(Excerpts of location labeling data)
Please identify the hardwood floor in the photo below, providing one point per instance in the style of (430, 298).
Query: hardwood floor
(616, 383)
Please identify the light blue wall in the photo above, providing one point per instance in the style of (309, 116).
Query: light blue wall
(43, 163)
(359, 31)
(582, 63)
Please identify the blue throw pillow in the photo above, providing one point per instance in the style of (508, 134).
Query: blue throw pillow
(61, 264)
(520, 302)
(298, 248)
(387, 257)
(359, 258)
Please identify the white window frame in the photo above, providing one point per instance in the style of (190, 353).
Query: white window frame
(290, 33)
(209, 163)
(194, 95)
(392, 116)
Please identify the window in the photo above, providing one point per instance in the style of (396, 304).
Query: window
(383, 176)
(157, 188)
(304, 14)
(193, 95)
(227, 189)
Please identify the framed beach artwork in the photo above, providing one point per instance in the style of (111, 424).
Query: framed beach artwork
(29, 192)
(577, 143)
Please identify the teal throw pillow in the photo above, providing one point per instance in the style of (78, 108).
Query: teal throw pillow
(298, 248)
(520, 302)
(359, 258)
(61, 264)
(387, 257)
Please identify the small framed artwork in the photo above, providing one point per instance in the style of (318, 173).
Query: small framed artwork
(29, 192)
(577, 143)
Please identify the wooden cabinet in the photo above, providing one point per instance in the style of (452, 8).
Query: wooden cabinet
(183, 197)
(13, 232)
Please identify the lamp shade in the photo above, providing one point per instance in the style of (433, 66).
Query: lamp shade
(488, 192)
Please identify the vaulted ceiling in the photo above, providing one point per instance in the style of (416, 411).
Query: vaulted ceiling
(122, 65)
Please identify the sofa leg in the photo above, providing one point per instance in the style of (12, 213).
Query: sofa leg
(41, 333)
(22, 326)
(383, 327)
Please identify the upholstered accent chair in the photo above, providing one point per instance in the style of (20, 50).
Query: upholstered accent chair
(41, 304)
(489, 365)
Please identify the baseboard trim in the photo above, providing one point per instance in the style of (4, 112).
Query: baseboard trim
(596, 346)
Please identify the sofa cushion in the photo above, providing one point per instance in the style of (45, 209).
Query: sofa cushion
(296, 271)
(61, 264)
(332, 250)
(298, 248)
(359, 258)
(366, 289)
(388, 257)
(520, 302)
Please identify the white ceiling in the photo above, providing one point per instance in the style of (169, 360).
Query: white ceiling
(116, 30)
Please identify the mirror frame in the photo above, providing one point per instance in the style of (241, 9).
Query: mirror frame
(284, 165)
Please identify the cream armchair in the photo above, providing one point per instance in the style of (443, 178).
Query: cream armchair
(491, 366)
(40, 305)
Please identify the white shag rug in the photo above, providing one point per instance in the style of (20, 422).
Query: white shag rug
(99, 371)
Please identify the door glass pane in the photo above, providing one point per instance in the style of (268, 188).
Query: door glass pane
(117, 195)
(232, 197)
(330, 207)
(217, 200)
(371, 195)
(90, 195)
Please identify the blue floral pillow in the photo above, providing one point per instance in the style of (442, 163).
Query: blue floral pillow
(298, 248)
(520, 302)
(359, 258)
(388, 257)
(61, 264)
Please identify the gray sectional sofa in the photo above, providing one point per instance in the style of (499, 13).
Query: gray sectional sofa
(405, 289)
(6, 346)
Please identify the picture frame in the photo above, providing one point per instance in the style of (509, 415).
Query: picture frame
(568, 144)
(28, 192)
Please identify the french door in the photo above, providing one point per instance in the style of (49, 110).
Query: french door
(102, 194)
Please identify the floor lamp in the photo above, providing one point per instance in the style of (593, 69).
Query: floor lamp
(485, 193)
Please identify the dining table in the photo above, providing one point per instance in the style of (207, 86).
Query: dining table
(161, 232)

• _Requirements_: Please quote exactly the lines from the one containing "Please identify the white shag" through the last line of the records above, both included, and nothing else.

• _Output of the task_:
Please identify the white shag rug in the photo above, providing one point per instance in the style of (20, 422).
Query: white shag rug
(99, 371)
Please identify the door glass pane in the photo above, providing one point per instance in the style of (268, 188).
Query: door glass pane
(117, 195)
(232, 197)
(330, 207)
(217, 200)
(371, 195)
(90, 195)
Please identify the blue floral pillow in the photo above, providing one point per instance in the style of (442, 163).
Query: blue floral pillow
(298, 248)
(520, 302)
(359, 258)
(388, 257)
(61, 264)
Please identify the gray sectional sofa in the photo above, providing one point per instance in the style of (499, 13).
Query: gray sectional sofa
(405, 289)
(6, 346)
Please identify the picture frame in the photo above, providing one point per instance in the style of (509, 415).
Query: picture frame
(568, 144)
(28, 192)
Please identify the french door in the photo above, providing one point per instance in the style of (49, 110).
Query: french door
(102, 194)
Please identify the floor lamp in the photo above, providing one point per instance in the style of (593, 69).
Query: floor lamp
(485, 193)
Please identify the dining table in the photo above, providing one point per instance in the style of (207, 86).
Query: dining table
(161, 232)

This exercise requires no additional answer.